▶ [What to produce] Gather every line of the records below that contains the word "Target", and copy each of those lines.

▶ [Exercise materials]
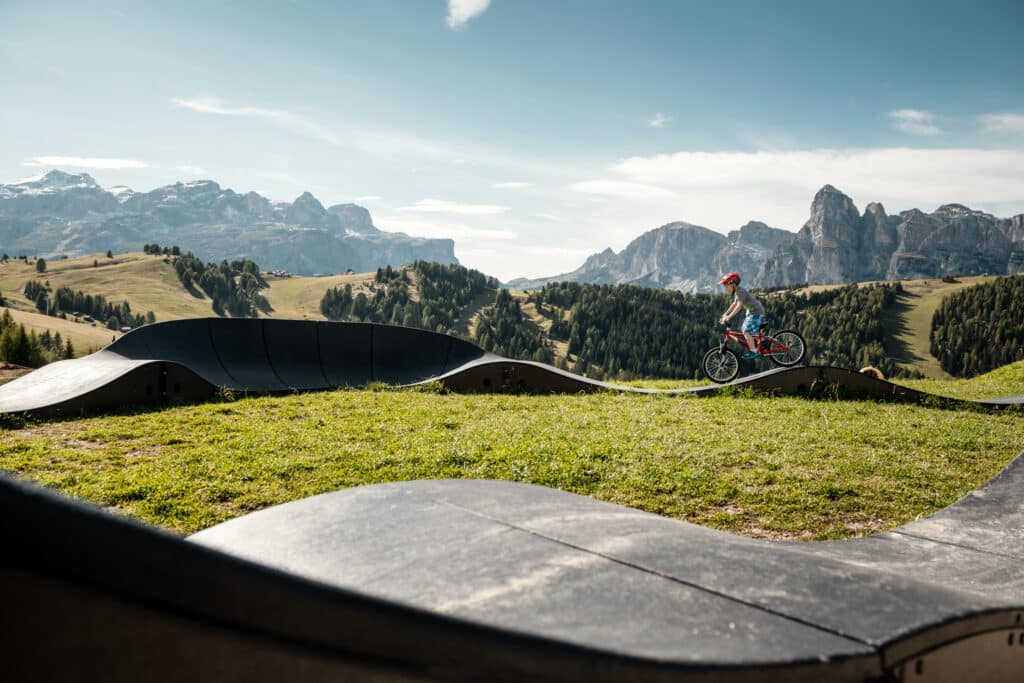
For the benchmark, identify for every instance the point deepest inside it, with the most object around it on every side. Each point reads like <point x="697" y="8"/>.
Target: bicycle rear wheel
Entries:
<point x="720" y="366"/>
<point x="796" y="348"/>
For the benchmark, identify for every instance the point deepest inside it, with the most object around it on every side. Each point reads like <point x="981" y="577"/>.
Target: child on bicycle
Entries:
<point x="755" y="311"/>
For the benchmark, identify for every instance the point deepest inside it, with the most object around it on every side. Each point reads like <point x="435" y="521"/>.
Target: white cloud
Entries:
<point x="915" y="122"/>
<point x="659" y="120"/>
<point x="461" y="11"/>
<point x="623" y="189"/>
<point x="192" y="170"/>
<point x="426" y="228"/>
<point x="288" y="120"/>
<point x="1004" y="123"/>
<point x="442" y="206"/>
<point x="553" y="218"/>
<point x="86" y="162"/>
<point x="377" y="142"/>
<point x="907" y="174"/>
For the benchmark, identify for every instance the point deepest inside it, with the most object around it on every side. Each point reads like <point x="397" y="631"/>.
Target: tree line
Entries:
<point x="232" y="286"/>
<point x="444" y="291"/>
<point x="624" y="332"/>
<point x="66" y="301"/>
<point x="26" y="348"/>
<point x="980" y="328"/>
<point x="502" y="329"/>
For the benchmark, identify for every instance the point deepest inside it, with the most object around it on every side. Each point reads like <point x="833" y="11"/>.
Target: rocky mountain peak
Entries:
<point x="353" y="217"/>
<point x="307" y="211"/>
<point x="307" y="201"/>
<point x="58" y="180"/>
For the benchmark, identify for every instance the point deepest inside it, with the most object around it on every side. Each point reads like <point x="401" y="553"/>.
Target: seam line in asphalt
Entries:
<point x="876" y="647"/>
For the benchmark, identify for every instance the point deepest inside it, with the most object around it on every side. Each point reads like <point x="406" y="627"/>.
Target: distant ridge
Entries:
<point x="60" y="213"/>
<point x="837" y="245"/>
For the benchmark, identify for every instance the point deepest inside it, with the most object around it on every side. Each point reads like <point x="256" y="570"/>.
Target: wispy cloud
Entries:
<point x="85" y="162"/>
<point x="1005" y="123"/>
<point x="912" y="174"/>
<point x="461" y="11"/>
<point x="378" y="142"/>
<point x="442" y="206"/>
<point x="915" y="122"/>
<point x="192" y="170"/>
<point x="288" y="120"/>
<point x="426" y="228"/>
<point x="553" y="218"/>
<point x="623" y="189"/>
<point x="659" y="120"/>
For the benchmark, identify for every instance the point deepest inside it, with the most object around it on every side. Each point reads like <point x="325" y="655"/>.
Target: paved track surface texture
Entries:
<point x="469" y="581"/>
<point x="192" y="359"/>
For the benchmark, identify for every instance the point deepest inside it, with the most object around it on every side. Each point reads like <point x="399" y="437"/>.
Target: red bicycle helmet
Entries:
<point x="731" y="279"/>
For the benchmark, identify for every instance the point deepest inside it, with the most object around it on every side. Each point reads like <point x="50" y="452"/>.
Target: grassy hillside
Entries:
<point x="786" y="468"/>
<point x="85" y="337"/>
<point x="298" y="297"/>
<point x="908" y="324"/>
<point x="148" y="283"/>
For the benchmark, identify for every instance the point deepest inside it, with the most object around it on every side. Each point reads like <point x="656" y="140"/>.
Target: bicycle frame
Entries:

▶ [The answer]
Target: bicycle rear wheel
Target: child on bicycle
Target: white cloud
Target: tree line
Target: rocky mountain peak
Target: seam line in asphalt
Target: distant ridge
Target: wispy cloud
Target: paved track surface texture
Target: red bicycle helmet
Target: grassy hillside
Target: bicycle frame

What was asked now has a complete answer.